_DATASET RECORDS_:

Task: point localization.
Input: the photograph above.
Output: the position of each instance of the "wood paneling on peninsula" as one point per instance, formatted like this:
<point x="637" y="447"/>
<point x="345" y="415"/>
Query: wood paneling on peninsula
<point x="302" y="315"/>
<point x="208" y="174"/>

_WHAT IS REQUIRED_: Every entry should be reproduced word for word.

_RESULT BELOW_:
Task: point localization.
Input: the photograph above.
Output: the position of each instance of the "wood paneling on peninsula" as one point per instance, formatted like this:
<point x="637" y="447"/>
<point x="345" y="415"/>
Query: wood paneling on peninsula
<point x="302" y="315"/>
<point x="208" y="174"/>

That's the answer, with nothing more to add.